Sui banchi di scuola oppure sul tavolo degli studiosi, al sicuro nella penombra delle biblioteche o esposti in piena luce nel tumulto della militanza: qual è oggi il posto più adatto per gli scritti di don Lorenzo Milani? Una soluzione non dovrebbe escludere l’altra, almeno in via di principio, ma in questi giorni ricchi di eventi e di ricorrenze intrecciati gli uni con le altre, può anche accadere che la domanda sul dissidio tra spirito e lettera torni a riproporsi e a richiedere una certa attenzione. Il 26 giugno, com’è noto, ricorre il cinquantesimo anniversario della morte del priore di Barbiana, quello della prima pubblicazione di Lettera a una professoressa è da poco trascorso e il viaggio di papa Francesco nelle terre di Mazzolari e Milani ormai imminente. Comprensibile che, in una congiuntura come questa, in libreria ci sia un certo fermento. Sì, ma in quale direzione?

Un buon esempio di attualizzazione ragionata è fornito da Don Milani. Parole per timidi e disobbedienti di Andrea Schiavon (add, pagine 192, euro 13,00), resoconto di una passione che ha portato l’autore a riproporre i testi del priore, primo fra tutti la cruciale Lettera alla professoressa, in tante scuole italiane. Il libro racconta quegli incontri e, insieme, ricostruisce il personale incontro di Schiavon con gli scritti milaniani, con esiti alterni ma comunque interessanti. Uno dei brani più gustosi è quello in cui Schiavon, di professione giornalista sportivo, ragiona sulla celebre frase in cui don Milani sostiene che saper leggere la Gazzetta dello Sport non significa necessariamente saper leggere. Ma si capisce che ormai il tema del contendere non è più questo.

Se di qualcosa si parla, pro o contro, è del duplice “Meridiano” Mondadori contenente Tutte le opere milaniane. Troppo costoso, lamentano alcuni, e troppo imbellettato, fatalmente lontano dalla brusca concretezza di don Milani. A pensarla così è in particolare Giannozzo Pucci, dal 2004 alla guida della Libreria Editrice Fiorentina, la piccola casa editrice alla quale fu a suo tempo affidata la pubblicazione di Esperienze pastorali e di Lettera a una professoressa. Su quest’ultimo titolo (appema riproposto anche negli “Oscar” Mondadori) Pucci continua a rivendicare una sorta di prelazione morale, ribadita di recente dalla curatela di un volumetto del tutto simile alla prima edizione di Lettera a una professoressa: stessi caratteri, stessa impaginazione, stesso utilizzo dei titoletti a margine dei paragrafi. «L’aspetto grafico è parte integrante dell’opera così come don Milani l’aveva immaginata e voluta», spiega Pucci. Un invito a organizzarsi (Lef, pagine 104, euro 9,00) riunisce dunque contributi molto diversi tra loro, dalla riflessione di Eraldo Affinati sul valore dell’apprendimento manuale fino all’intervento, apparso postumo, di Tullio De Mauro, che mette in guardia dalla tendenza a fare di don Milani «soltanto un sostenitore delle scuole parentali». Figura a sua volta irrequieta e anticonvenzionale, discendente di una delle più antiche famiglie fiorentine e legato in maniera fortissima all’esperienza di figure quali Giuseppe Lanza del Vasto e il pensatore Ivan Illich (entrambi presenti nel catalogo della Lef), Pucci insiste sulla nozione di «scuola civica», sostenuta ma non gestita dallo Stato. «Di don Milani non va dispersa la lezione principale – dice – che è quella del ripensamento della società secondo valori e categorie non borghesi. Io stesso ho impiegato molto tempo per comprendere che don Milani non proponeva un’alternativa. Al contrario, l’alternativa è rappresentata dal sistema borghese, che ha distrutto l’originaria unità spirituale dell’essere umano. Non vorrei che una monumentalizzazione come quella compiuta dal “Meridiano” fosse un modo per depotenziare don Milani, un tentativo di metterlo sul piedistallo e intanto ignorare la vera portata del suo insegnamento».

- _DATI MEMORIZZATI_
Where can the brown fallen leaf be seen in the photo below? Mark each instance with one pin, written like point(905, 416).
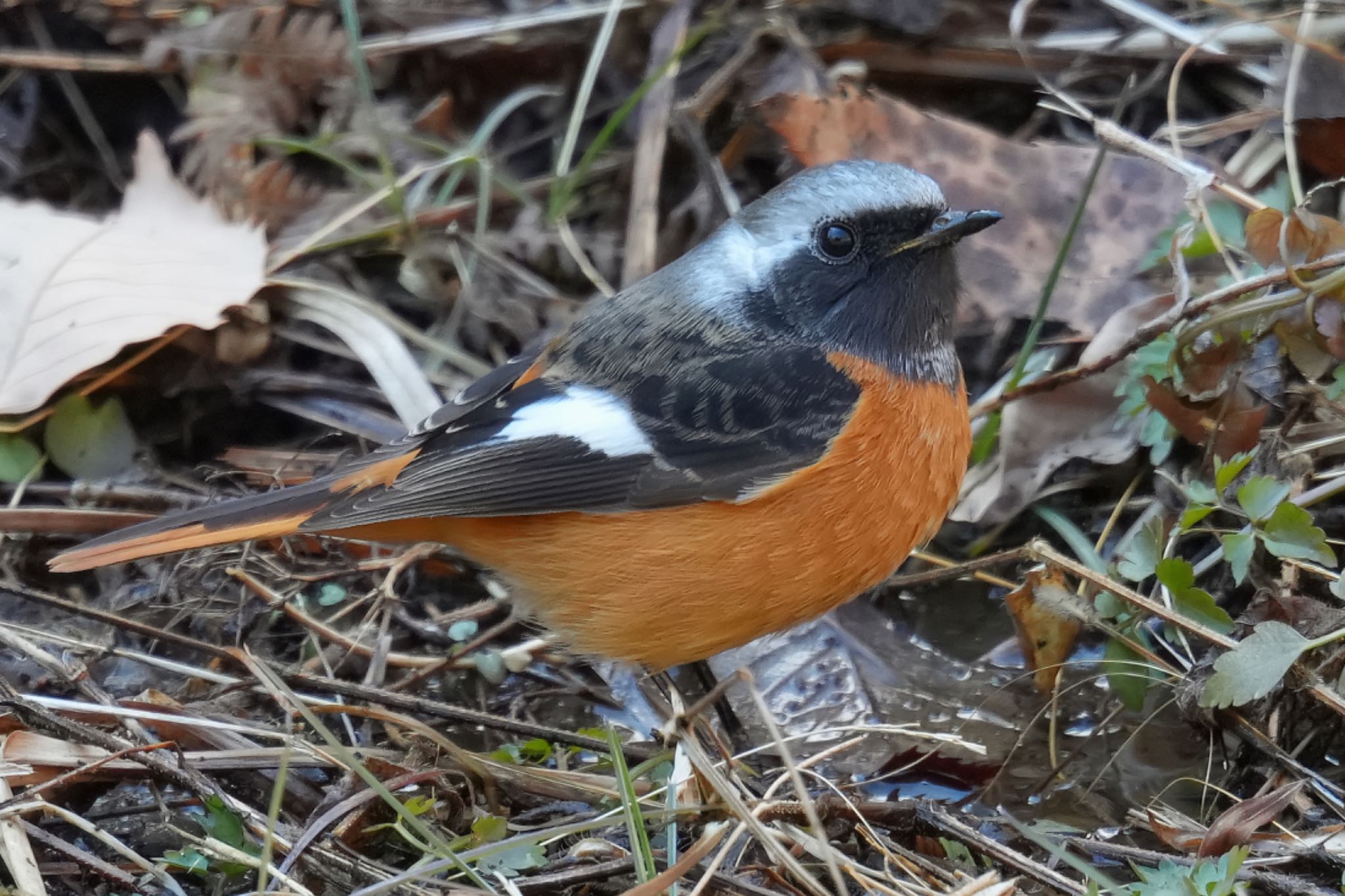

- _CONSEGNA 1_
Rispondi a queste domande sull'articolo su don Milani:
(a) Quale anniversario ricorre il 26 giugno?
(b) Che professione svolge Andrea Schiavon?
(c) Da quale anno Giannozzo Pucci guida la Libreria Editrice Fiorentina?
- _CONSEGNA 2_
Indica se ciascuna affermazione concorda con l'articolo su don Milani. Rispondi sì o no e cita le parole che lo stabiliscono.
(a) Il libro di Andrea Schiavon costa 13 euro.
(b) Un invito a organizzarsi è pubblicato da Mondadori.
(c) Secondo Pucci, don Milani proponeva un'alternativa.
- _CONSEGNA 3_
Trascrivi dall'articolo su don Milani il passo che comincia con "Sui banchi di" e finisce con "in quale direzione?".

- _RISPOSTA 1_
(a) Il cinquantesimo anniversario della morte del priore di Barbiana.
(b) Il giornalista sportivo.
(c) Dal 2004.

- _RISPOSTA 2_
(a) Sì: "add, pagine 192, euro 13,00".
(b) No: "Un invito a organizzarsi (Lef, pagine 104, euro 9,00)".
(c) No: "Io stesso ho impiegato molto tempo per comprendere che don Milani non proponeva un’alternativa."

- _RISPOSTA 3_
Sui banchi di scuola oppure sul tavolo degli studiosi, al sicuro nella penombra delle biblioteche o esposti in piena luce nel tumulto della militanza: qual è oggi il posto più adatto per gli scritti di don Lorenzo Milani? Una soluzione non dovrebbe escludere l’altra, almeno in via di principio, ma in questi giorni ricchi di eventi e di ricorrenze intrecciati gli uni con le altre, può anche accadere che la domanda sul dissidio tra spirito e lettera torni a riproporsi e a richiedere una certa attenzione. Il 26 giugno, com’è noto, ricorre il cinquantesimo anniversario della morte del priore di Barbiana, quello della prima pubblicazione di Lettera a una professoressa è da poco trascorso e il viaggio di papa Francesco nelle terre di Mazzolari e Milani ormai imminente. Comprensibile che, in una congiuntura come questa, in libreria ci sia un certo fermento. Sì, ma in quale direzione?